> **PROVIDED RECORDS**:
○ ○ ○ ○
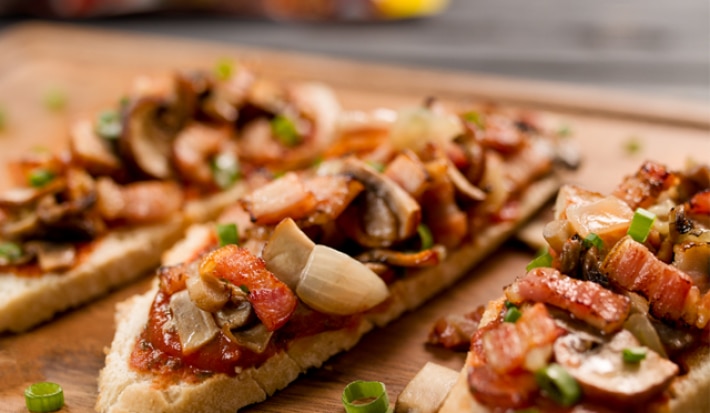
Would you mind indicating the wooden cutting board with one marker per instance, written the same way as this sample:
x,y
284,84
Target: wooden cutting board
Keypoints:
x,y
92,69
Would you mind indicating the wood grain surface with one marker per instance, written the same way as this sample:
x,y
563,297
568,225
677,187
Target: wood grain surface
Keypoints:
x,y
93,68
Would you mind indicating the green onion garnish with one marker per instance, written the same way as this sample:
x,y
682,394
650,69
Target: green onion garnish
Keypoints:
x,y
593,240
224,69
225,170
10,251
365,397
108,125
425,236
40,177
227,234
474,117
558,384
641,224
44,397
633,354
542,260
632,145
55,99
285,131
512,315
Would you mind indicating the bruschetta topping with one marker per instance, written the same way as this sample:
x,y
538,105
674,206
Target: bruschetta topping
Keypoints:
x,y
586,300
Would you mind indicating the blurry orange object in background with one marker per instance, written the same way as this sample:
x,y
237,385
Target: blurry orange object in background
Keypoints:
x,y
295,10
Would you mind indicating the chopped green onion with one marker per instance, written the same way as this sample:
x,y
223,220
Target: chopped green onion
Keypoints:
x,y
512,315
108,125
224,69
365,397
225,170
10,251
474,117
55,99
378,166
285,131
425,236
632,145
44,397
227,234
593,240
558,384
40,177
543,260
641,224
633,354
564,131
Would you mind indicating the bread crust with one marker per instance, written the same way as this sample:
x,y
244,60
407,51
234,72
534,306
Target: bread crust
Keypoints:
x,y
688,392
123,390
116,259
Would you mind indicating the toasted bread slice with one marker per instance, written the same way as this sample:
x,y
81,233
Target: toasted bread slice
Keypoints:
x,y
122,389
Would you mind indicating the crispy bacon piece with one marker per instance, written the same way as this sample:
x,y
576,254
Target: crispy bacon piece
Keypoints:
x,y
454,331
586,300
700,203
496,375
642,189
670,292
279,199
272,300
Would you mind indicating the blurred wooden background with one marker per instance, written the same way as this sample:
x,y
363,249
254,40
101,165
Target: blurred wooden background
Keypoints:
x,y
661,48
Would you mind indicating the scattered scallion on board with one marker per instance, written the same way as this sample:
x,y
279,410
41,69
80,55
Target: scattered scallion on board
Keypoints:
x,y
44,397
366,397
285,131
40,177
108,125
227,234
641,224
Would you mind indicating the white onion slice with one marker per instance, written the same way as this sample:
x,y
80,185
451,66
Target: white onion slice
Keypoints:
x,y
287,252
335,283
195,327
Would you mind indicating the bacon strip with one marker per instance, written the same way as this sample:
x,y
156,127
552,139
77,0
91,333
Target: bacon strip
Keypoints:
x,y
670,292
643,188
586,300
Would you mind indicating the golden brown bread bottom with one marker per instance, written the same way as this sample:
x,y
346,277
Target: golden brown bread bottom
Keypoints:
x,y
124,390
689,393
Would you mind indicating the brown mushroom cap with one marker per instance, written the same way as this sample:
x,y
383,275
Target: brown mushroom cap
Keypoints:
x,y
603,375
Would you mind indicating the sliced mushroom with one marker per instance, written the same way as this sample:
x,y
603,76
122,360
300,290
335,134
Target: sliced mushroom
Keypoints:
x,y
147,143
235,316
52,257
405,209
604,376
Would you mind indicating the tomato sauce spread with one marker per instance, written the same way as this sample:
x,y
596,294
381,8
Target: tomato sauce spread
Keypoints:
x,y
158,349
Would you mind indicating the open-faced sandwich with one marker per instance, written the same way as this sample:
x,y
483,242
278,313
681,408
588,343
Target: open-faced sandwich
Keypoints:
x,y
614,316
177,150
301,267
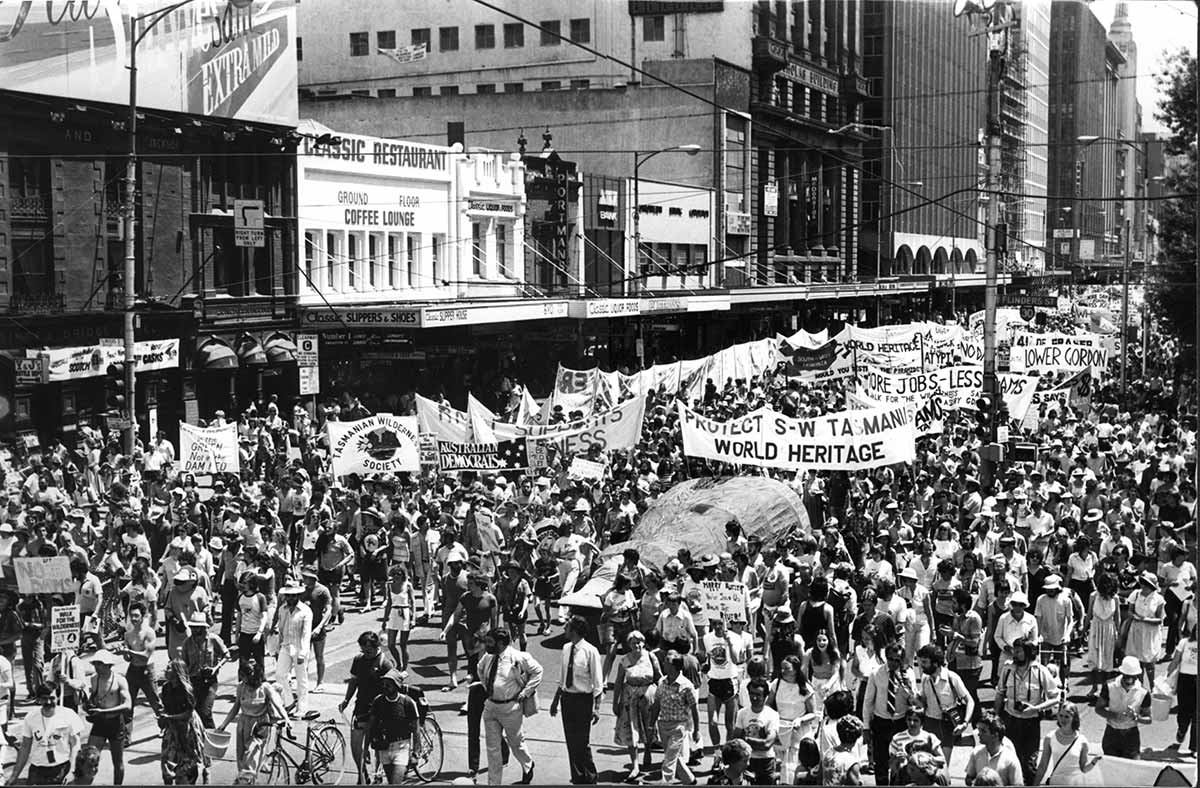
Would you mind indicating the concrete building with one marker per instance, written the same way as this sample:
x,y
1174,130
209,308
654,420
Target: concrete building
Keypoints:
x,y
1084,102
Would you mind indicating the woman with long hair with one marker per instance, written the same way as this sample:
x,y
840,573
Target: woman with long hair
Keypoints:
x,y
637,672
795,701
256,707
823,668
1102,623
1065,752
183,733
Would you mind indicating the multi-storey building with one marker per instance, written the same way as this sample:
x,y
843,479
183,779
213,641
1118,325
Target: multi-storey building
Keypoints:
x,y
207,137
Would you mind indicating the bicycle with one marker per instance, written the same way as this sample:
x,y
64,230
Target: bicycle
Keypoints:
x,y
323,761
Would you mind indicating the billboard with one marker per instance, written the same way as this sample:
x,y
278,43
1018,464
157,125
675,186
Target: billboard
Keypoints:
x,y
213,58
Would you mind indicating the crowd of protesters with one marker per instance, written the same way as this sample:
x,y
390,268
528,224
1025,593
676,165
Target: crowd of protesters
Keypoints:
x,y
868,639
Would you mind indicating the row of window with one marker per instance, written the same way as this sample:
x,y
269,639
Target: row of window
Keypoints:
x,y
579,31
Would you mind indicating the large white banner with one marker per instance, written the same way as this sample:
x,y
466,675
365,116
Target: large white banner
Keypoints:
x,y
209,450
378,444
1057,352
960,386
845,440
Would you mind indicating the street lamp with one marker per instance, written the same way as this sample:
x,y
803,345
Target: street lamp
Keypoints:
x,y
640,158
147,22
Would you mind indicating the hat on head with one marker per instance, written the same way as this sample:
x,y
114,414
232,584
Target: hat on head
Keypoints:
x,y
1131,666
105,657
198,619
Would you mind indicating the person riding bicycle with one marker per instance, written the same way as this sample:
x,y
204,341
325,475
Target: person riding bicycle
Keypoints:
x,y
367,672
391,727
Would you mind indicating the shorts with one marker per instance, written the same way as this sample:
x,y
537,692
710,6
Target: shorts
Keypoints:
x,y
721,689
396,753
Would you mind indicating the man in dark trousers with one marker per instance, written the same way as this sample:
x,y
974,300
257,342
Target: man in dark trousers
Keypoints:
x,y
580,691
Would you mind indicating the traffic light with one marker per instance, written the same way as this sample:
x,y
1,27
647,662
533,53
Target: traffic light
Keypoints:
x,y
115,395
985,419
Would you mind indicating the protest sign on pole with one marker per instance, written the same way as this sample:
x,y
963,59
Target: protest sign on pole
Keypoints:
x,y
844,440
209,450
43,575
378,444
65,627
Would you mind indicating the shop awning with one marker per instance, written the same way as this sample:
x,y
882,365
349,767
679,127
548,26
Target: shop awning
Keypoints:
x,y
280,348
250,350
214,354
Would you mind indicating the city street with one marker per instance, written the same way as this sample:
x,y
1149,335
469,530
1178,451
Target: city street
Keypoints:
x,y
543,732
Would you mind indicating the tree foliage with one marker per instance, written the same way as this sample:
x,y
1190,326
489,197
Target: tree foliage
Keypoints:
x,y
1171,289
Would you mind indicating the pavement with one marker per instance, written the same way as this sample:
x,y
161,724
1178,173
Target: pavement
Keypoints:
x,y
544,734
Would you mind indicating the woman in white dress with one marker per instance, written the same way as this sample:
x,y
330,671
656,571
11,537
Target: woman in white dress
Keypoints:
x,y
1065,752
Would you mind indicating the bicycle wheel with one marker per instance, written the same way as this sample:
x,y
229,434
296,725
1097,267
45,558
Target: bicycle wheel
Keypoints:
x,y
430,751
275,770
329,761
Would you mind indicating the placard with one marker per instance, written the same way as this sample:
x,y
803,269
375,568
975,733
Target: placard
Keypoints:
x,y
43,575
209,450
65,627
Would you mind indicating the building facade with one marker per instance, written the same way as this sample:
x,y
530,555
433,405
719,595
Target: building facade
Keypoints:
x,y
204,143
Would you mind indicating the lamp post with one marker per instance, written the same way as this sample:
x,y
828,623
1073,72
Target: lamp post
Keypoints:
x,y
640,158
1127,258
139,26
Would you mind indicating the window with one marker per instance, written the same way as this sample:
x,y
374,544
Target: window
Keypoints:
x,y
477,248
502,247
654,29
393,252
485,36
331,260
352,260
581,30
412,253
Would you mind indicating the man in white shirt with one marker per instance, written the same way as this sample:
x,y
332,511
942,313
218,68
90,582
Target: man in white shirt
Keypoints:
x,y
580,690
295,639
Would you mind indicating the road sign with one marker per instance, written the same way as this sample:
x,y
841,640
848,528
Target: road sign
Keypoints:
x,y
1020,299
307,350
65,627
310,382
247,223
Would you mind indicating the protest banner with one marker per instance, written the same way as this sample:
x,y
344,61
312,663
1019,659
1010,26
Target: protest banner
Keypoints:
x,y
378,444
505,455
209,450
845,440
1057,352
64,627
587,469
43,575
726,600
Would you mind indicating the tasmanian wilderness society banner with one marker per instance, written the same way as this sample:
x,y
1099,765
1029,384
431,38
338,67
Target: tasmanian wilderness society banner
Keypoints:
x,y
845,440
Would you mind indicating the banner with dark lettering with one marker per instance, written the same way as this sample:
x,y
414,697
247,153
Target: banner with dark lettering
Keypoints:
x,y
844,440
378,444
1059,352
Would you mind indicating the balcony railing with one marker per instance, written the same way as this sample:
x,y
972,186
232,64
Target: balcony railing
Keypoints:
x,y
30,208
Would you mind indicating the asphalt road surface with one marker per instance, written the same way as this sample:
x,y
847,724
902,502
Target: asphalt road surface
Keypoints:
x,y
544,733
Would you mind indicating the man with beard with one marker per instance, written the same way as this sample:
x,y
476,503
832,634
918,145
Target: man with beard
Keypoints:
x,y
1025,689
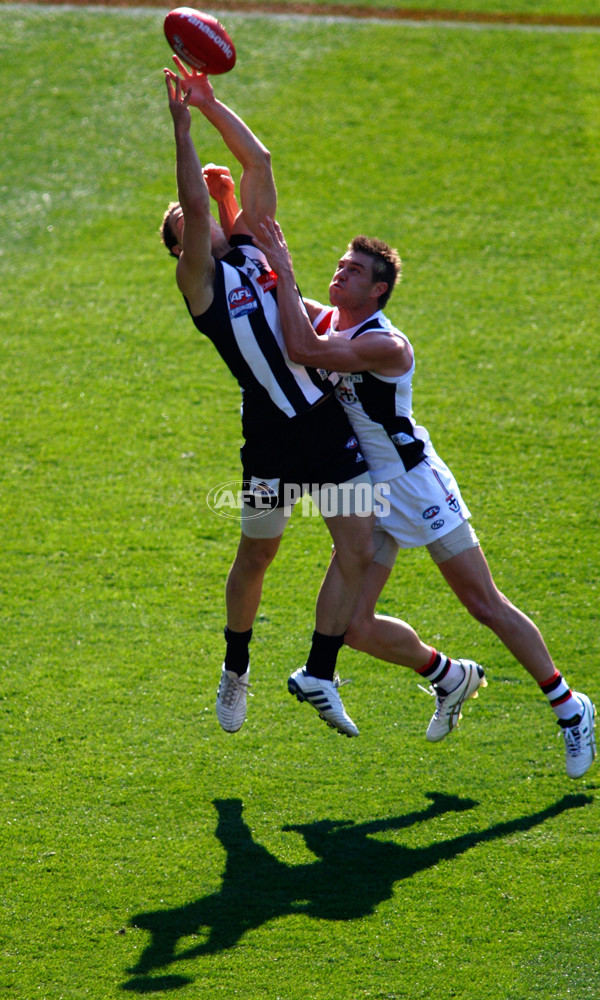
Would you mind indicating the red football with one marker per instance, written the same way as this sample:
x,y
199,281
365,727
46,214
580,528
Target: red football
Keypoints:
x,y
199,40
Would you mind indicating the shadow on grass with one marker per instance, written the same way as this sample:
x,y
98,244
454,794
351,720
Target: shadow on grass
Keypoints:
x,y
351,875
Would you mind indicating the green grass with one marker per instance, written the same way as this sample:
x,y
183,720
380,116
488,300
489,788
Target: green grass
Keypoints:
x,y
381,867
527,8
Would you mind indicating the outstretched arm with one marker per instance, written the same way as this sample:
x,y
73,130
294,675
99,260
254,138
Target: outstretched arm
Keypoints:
x,y
221,187
378,351
258,194
195,265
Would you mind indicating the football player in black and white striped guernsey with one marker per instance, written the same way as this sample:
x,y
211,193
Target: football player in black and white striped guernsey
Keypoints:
x,y
376,363
295,434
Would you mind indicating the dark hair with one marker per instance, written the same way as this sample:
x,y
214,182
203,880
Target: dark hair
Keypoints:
x,y
167,233
387,265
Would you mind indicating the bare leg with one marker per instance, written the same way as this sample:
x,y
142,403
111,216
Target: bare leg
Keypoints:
x,y
389,639
245,580
342,584
469,576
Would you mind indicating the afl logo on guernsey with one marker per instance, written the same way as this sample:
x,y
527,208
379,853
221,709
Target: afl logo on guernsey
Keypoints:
x,y
241,302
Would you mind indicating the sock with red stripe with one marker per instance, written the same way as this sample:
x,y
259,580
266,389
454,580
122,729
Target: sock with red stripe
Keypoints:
x,y
445,674
563,702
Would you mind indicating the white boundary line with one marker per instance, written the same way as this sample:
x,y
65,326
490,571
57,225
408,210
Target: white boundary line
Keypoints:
x,y
158,12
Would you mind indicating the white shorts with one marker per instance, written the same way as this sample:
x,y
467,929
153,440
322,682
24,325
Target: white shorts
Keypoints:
x,y
422,505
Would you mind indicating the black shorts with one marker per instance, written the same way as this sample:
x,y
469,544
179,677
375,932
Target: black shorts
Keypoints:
x,y
309,450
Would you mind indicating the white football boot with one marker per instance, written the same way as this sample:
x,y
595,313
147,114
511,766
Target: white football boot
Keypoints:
x,y
231,699
324,697
448,706
580,744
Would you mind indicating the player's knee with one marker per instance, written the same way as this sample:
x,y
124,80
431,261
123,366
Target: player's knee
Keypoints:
○ ○ ○ ○
> **YOUR OBJECTIVE**: Your answer should be every line from the material above in which the word "large" appears.

> **COMPLETED TASK**:
Would you mind indicating the large white banner with one marker per instance, written the same way as this sample:
Target: large white banner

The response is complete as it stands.